Goal: Pick out every line in the rows below that contains the word "ground", matching case, and copy each one in full.

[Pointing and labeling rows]
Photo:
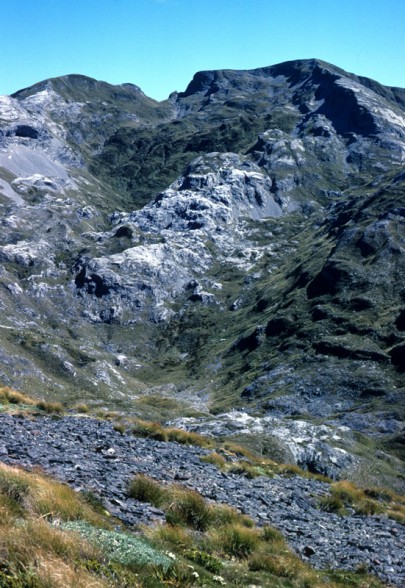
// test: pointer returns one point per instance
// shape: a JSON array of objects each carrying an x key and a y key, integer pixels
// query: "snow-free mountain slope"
[{"x": 238, "y": 246}]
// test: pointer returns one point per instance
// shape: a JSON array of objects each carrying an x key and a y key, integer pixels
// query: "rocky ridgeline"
[{"x": 89, "y": 454}]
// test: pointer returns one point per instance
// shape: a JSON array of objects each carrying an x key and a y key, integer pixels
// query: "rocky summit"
[{"x": 231, "y": 259}]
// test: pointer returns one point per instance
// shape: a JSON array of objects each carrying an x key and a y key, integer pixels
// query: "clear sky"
[{"x": 160, "y": 44}]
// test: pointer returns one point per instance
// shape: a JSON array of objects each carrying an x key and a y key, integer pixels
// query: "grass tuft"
[{"x": 145, "y": 489}]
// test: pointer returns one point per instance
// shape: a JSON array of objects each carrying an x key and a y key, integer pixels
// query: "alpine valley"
[{"x": 230, "y": 261}]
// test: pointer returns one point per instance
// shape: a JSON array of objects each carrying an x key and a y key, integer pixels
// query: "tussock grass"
[
  {"x": 344, "y": 495},
  {"x": 145, "y": 489},
  {"x": 234, "y": 540},
  {"x": 10, "y": 396},
  {"x": 50, "y": 537},
  {"x": 50, "y": 407},
  {"x": 188, "y": 508},
  {"x": 42, "y": 496},
  {"x": 154, "y": 430},
  {"x": 216, "y": 459}
]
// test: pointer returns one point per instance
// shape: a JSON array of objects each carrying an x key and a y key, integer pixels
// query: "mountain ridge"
[{"x": 239, "y": 245}]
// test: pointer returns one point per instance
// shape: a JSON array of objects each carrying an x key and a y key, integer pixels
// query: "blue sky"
[{"x": 160, "y": 44}]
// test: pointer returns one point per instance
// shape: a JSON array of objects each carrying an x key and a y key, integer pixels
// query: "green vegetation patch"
[{"x": 123, "y": 548}]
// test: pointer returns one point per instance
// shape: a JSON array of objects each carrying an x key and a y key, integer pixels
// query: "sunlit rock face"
[{"x": 240, "y": 245}]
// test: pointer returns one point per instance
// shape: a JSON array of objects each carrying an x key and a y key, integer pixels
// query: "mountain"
[{"x": 231, "y": 258}]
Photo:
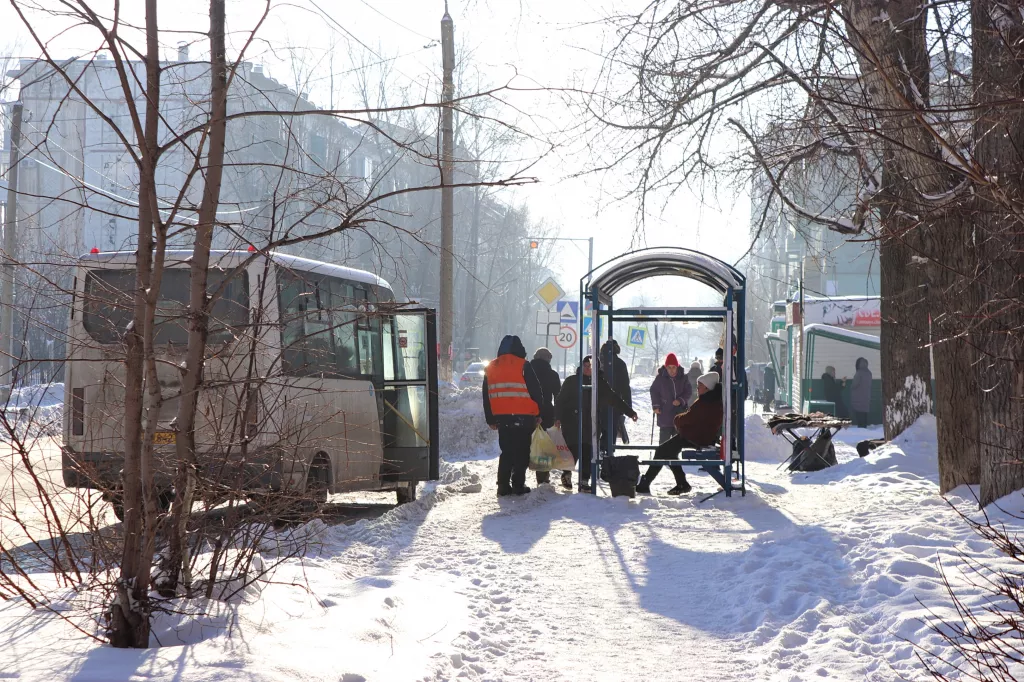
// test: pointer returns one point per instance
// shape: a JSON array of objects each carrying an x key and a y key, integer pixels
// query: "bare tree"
[{"x": 880, "y": 89}]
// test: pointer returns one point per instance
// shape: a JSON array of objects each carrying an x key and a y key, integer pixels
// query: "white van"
[{"x": 315, "y": 381}]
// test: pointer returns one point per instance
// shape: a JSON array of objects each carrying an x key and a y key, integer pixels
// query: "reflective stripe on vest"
[{"x": 507, "y": 388}]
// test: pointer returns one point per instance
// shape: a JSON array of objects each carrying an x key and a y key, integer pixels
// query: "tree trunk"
[
  {"x": 998, "y": 135},
  {"x": 199, "y": 303},
  {"x": 906, "y": 390},
  {"x": 956, "y": 391},
  {"x": 130, "y": 610},
  {"x": 895, "y": 68}
]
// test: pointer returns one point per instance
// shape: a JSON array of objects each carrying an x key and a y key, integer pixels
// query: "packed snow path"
[{"x": 808, "y": 577}]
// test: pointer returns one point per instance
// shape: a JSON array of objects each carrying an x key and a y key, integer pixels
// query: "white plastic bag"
[
  {"x": 563, "y": 461},
  {"x": 542, "y": 451}
]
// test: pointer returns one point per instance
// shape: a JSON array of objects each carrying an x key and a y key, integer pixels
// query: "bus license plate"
[{"x": 163, "y": 438}]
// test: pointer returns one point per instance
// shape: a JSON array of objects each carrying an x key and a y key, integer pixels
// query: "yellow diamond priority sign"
[{"x": 549, "y": 292}]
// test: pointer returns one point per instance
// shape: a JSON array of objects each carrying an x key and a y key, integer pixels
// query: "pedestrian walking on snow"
[
  {"x": 691, "y": 378},
  {"x": 568, "y": 418},
  {"x": 621, "y": 383},
  {"x": 670, "y": 395},
  {"x": 860, "y": 393},
  {"x": 550, "y": 385},
  {"x": 512, "y": 397}
]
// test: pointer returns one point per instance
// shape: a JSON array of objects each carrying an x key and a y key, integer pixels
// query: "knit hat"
[{"x": 710, "y": 380}]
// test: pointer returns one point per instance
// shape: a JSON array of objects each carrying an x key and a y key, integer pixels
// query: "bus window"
[
  {"x": 327, "y": 330},
  {"x": 109, "y": 305}
]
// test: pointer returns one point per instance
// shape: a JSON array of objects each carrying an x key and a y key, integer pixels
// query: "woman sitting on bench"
[{"x": 696, "y": 428}]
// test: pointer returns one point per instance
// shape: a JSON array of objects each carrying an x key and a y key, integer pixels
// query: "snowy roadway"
[{"x": 808, "y": 577}]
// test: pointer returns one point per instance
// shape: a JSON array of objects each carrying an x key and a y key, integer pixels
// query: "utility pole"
[
  {"x": 10, "y": 250},
  {"x": 448, "y": 204}
]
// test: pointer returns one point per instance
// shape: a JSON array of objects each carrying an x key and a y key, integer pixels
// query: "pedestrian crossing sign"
[{"x": 637, "y": 337}]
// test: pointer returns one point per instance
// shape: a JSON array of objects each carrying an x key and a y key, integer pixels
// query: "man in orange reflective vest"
[{"x": 512, "y": 397}]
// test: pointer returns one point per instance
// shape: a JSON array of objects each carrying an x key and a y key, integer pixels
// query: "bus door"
[{"x": 409, "y": 427}]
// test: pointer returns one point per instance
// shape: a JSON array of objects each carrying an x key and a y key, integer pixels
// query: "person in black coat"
[
  {"x": 833, "y": 389},
  {"x": 568, "y": 418},
  {"x": 621, "y": 383},
  {"x": 769, "y": 387},
  {"x": 551, "y": 384}
]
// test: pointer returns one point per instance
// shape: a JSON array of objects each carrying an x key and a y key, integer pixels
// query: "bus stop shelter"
[{"x": 726, "y": 464}]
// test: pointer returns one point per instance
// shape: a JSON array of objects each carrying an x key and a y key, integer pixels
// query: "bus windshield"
[{"x": 109, "y": 301}]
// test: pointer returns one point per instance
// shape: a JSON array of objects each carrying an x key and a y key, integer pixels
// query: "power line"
[
  {"x": 365, "y": 46},
  {"x": 397, "y": 24}
]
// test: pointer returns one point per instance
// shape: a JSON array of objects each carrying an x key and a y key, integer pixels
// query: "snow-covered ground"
[{"x": 820, "y": 576}]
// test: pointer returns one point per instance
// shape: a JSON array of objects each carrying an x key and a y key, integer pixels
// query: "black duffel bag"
[{"x": 622, "y": 474}]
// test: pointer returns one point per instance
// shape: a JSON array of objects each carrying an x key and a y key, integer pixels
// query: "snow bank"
[
  {"x": 464, "y": 433},
  {"x": 761, "y": 443},
  {"x": 37, "y": 410}
]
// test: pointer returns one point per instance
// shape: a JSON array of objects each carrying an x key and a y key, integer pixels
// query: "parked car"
[{"x": 473, "y": 376}]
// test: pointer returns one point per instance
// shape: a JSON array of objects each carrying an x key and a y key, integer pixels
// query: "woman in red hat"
[{"x": 670, "y": 395}]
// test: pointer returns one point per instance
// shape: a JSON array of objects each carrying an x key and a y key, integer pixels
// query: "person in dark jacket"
[
  {"x": 670, "y": 395},
  {"x": 719, "y": 360},
  {"x": 512, "y": 397},
  {"x": 860, "y": 393},
  {"x": 692, "y": 376},
  {"x": 550, "y": 385},
  {"x": 769, "y": 387},
  {"x": 697, "y": 427},
  {"x": 568, "y": 418},
  {"x": 620, "y": 381},
  {"x": 833, "y": 389}
]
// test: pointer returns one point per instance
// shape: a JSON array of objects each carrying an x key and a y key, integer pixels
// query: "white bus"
[{"x": 315, "y": 381}]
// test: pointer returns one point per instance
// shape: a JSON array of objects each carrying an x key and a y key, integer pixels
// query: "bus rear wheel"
[
  {"x": 117, "y": 500},
  {"x": 407, "y": 493},
  {"x": 318, "y": 479}
]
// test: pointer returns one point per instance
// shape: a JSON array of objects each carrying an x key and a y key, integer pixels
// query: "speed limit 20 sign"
[{"x": 566, "y": 337}]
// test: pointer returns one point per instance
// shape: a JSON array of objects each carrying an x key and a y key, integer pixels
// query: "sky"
[{"x": 538, "y": 46}]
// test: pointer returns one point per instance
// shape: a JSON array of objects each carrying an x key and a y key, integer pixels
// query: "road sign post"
[
  {"x": 566, "y": 337},
  {"x": 637, "y": 337},
  {"x": 549, "y": 292}
]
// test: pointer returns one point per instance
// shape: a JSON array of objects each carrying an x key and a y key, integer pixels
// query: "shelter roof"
[{"x": 613, "y": 275}]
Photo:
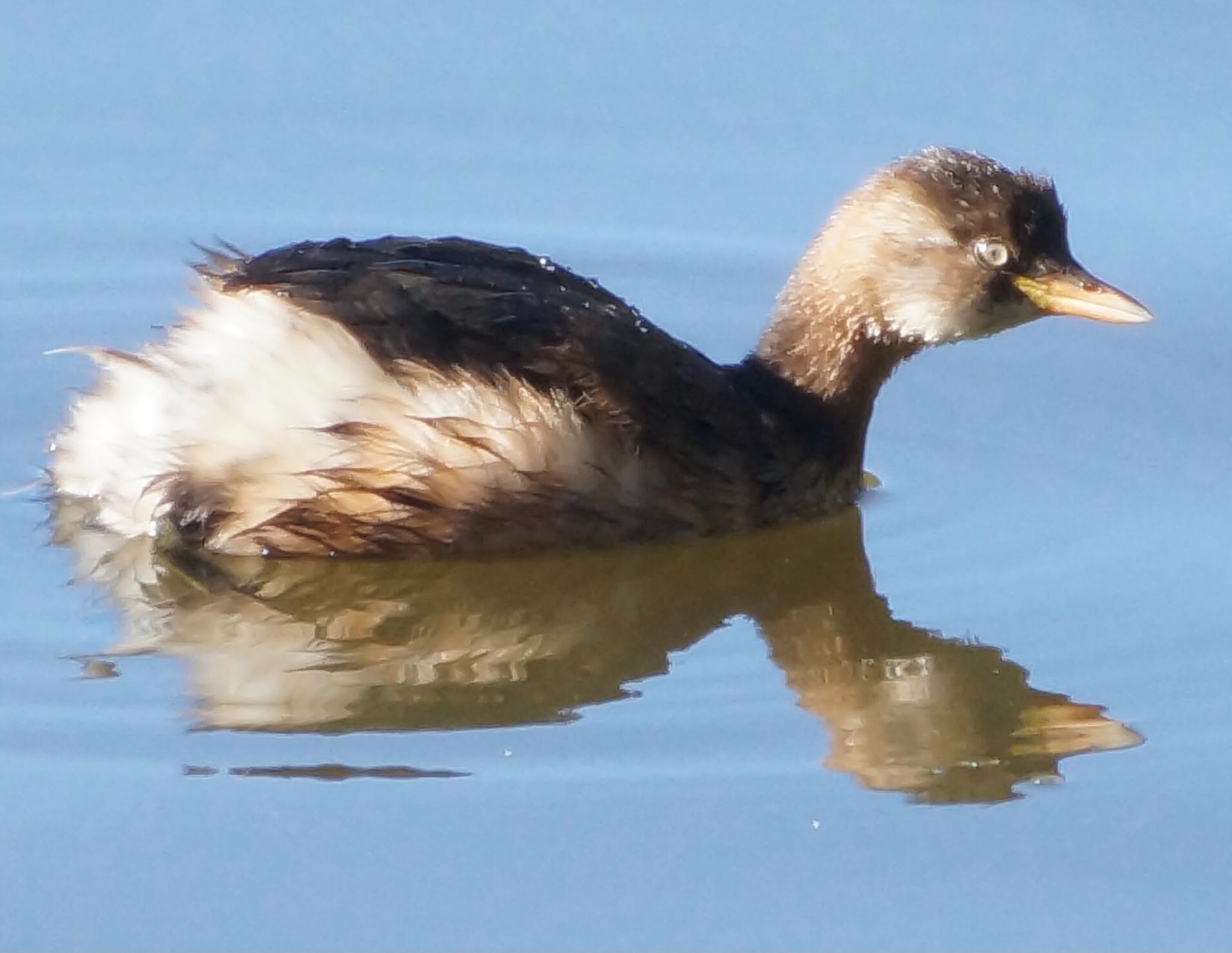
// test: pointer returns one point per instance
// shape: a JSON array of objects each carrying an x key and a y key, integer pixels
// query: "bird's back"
[{"x": 417, "y": 398}]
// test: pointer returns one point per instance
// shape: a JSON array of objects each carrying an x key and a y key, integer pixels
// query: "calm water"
[{"x": 988, "y": 712}]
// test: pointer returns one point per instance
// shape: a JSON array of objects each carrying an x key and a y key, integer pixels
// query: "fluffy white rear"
[{"x": 243, "y": 394}]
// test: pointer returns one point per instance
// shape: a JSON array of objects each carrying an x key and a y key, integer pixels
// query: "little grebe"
[{"x": 443, "y": 397}]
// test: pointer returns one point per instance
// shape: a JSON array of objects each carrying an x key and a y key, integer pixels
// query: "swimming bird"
[{"x": 425, "y": 398}]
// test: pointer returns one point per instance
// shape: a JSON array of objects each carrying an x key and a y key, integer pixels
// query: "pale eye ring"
[{"x": 991, "y": 253}]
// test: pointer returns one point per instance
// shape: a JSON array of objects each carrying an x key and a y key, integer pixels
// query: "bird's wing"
[{"x": 487, "y": 310}]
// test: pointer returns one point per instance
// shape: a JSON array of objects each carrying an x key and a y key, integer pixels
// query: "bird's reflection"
[{"x": 343, "y": 647}]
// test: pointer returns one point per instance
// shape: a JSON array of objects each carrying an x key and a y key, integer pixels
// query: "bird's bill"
[{"x": 1082, "y": 296}]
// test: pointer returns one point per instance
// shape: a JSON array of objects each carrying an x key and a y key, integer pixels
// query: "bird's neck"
[{"x": 830, "y": 355}]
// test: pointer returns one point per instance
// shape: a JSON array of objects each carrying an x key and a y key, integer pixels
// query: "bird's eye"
[{"x": 991, "y": 253}]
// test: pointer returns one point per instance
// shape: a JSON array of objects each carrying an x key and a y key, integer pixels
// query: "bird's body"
[{"x": 428, "y": 398}]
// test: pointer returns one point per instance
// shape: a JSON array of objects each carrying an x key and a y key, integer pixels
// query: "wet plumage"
[{"x": 423, "y": 398}]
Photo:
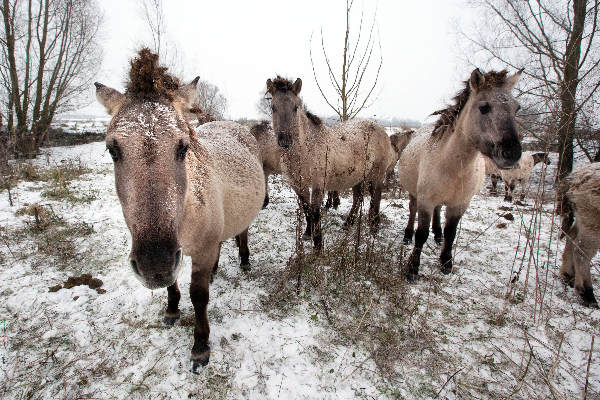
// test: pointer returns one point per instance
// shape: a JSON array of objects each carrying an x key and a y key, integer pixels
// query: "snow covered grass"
[{"x": 502, "y": 325}]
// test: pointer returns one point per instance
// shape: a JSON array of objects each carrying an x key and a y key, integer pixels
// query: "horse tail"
[{"x": 566, "y": 208}]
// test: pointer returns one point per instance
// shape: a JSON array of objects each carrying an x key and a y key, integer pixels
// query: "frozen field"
[{"x": 502, "y": 325}]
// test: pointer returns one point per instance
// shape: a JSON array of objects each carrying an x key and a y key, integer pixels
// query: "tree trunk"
[{"x": 568, "y": 89}]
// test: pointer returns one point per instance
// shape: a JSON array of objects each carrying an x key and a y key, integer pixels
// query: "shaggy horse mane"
[
  {"x": 282, "y": 84},
  {"x": 449, "y": 115},
  {"x": 315, "y": 120},
  {"x": 260, "y": 129},
  {"x": 148, "y": 80}
]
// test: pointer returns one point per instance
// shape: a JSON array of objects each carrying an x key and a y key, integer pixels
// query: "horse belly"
[{"x": 242, "y": 202}]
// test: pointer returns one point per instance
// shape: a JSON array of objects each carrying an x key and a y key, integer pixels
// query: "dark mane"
[
  {"x": 282, "y": 84},
  {"x": 260, "y": 129},
  {"x": 449, "y": 115},
  {"x": 315, "y": 120},
  {"x": 148, "y": 80}
]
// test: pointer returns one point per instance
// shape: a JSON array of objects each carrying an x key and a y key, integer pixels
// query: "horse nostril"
[{"x": 134, "y": 267}]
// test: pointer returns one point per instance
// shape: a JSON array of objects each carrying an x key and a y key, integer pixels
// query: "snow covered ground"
[{"x": 481, "y": 343}]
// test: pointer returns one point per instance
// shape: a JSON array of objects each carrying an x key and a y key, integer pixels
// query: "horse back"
[{"x": 234, "y": 173}]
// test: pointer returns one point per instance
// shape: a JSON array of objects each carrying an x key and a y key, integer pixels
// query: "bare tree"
[
  {"x": 354, "y": 85},
  {"x": 48, "y": 58},
  {"x": 161, "y": 43},
  {"x": 555, "y": 41},
  {"x": 211, "y": 100}
]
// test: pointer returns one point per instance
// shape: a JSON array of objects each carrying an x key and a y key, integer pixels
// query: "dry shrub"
[{"x": 357, "y": 288}]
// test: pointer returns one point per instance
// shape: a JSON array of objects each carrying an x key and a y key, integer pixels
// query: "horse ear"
[
  {"x": 189, "y": 93},
  {"x": 476, "y": 80},
  {"x": 512, "y": 80},
  {"x": 297, "y": 86},
  {"x": 110, "y": 98}
]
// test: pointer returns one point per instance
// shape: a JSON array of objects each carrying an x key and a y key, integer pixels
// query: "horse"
[
  {"x": 580, "y": 214},
  {"x": 181, "y": 191},
  {"x": 399, "y": 141},
  {"x": 521, "y": 173},
  {"x": 270, "y": 153},
  {"x": 443, "y": 165},
  {"x": 494, "y": 174},
  {"x": 317, "y": 157}
]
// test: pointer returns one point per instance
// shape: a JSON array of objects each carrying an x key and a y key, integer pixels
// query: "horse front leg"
[
  {"x": 357, "y": 195},
  {"x": 373, "y": 216},
  {"x": 315, "y": 211},
  {"x": 244, "y": 252},
  {"x": 410, "y": 226},
  {"x": 425, "y": 211},
  {"x": 436, "y": 225},
  {"x": 586, "y": 247},
  {"x": 172, "y": 312},
  {"x": 201, "y": 272},
  {"x": 266, "y": 200},
  {"x": 453, "y": 216},
  {"x": 304, "y": 200},
  {"x": 494, "y": 180}
]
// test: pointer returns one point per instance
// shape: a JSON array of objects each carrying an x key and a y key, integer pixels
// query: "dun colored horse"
[
  {"x": 317, "y": 157},
  {"x": 181, "y": 192},
  {"x": 445, "y": 167},
  {"x": 580, "y": 211}
]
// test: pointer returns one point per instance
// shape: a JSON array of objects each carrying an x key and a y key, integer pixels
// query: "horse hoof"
[
  {"x": 568, "y": 279},
  {"x": 245, "y": 266},
  {"x": 170, "y": 319},
  {"x": 446, "y": 269},
  {"x": 587, "y": 297}
]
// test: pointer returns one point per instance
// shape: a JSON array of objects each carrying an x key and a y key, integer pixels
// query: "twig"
[{"x": 448, "y": 380}]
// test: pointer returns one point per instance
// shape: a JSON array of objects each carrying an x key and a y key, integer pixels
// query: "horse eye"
[
  {"x": 115, "y": 152},
  {"x": 182, "y": 151}
]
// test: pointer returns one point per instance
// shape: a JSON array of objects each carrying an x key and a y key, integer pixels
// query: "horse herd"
[{"x": 185, "y": 190}]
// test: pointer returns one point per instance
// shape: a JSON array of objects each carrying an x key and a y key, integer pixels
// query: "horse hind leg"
[
  {"x": 436, "y": 225},
  {"x": 410, "y": 226},
  {"x": 244, "y": 252},
  {"x": 587, "y": 246},
  {"x": 509, "y": 188},
  {"x": 315, "y": 212},
  {"x": 453, "y": 216},
  {"x": 421, "y": 235},
  {"x": 333, "y": 200},
  {"x": 172, "y": 312},
  {"x": 567, "y": 268},
  {"x": 216, "y": 266},
  {"x": 374, "y": 215},
  {"x": 357, "y": 195}
]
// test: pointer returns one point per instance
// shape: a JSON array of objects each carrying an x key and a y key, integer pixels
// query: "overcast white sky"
[{"x": 237, "y": 45}]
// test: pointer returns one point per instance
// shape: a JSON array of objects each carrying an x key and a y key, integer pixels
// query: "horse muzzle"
[
  {"x": 157, "y": 267},
  {"x": 284, "y": 141},
  {"x": 507, "y": 154}
]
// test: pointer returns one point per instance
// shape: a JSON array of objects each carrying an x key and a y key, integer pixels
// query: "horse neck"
[{"x": 458, "y": 146}]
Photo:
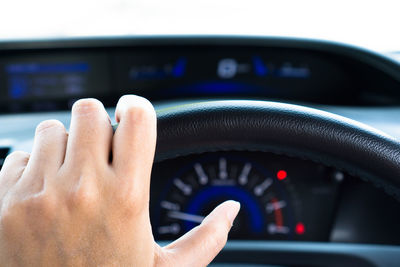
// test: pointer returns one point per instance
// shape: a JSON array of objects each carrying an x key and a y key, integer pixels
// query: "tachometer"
[{"x": 188, "y": 196}]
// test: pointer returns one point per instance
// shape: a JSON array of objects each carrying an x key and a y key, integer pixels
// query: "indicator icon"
[
  {"x": 259, "y": 67},
  {"x": 227, "y": 68},
  {"x": 281, "y": 174}
]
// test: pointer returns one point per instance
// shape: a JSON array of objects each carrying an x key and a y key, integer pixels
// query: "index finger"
[{"x": 135, "y": 138}]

Answer to this problem:
// query: "snow-covered ground"
// query: "snow covered ground"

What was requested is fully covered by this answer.